__Work to be completed__: Set down each entry below exactly as it stands.

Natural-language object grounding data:
[Start of Attachment]

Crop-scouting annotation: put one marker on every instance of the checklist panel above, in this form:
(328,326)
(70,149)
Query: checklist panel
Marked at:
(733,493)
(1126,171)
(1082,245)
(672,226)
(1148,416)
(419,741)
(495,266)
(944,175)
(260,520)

[End of Attachment]

__Solution to this exercise__:
Crop-scouting annotation: put one marker on every instance of the checklist panel above, in this form:
(328,326)
(70,149)
Query: checklist panel
Marked at:
(733,493)
(1126,171)
(1082,245)
(672,226)
(1148,416)
(419,741)
(495,266)
(944,175)
(260,520)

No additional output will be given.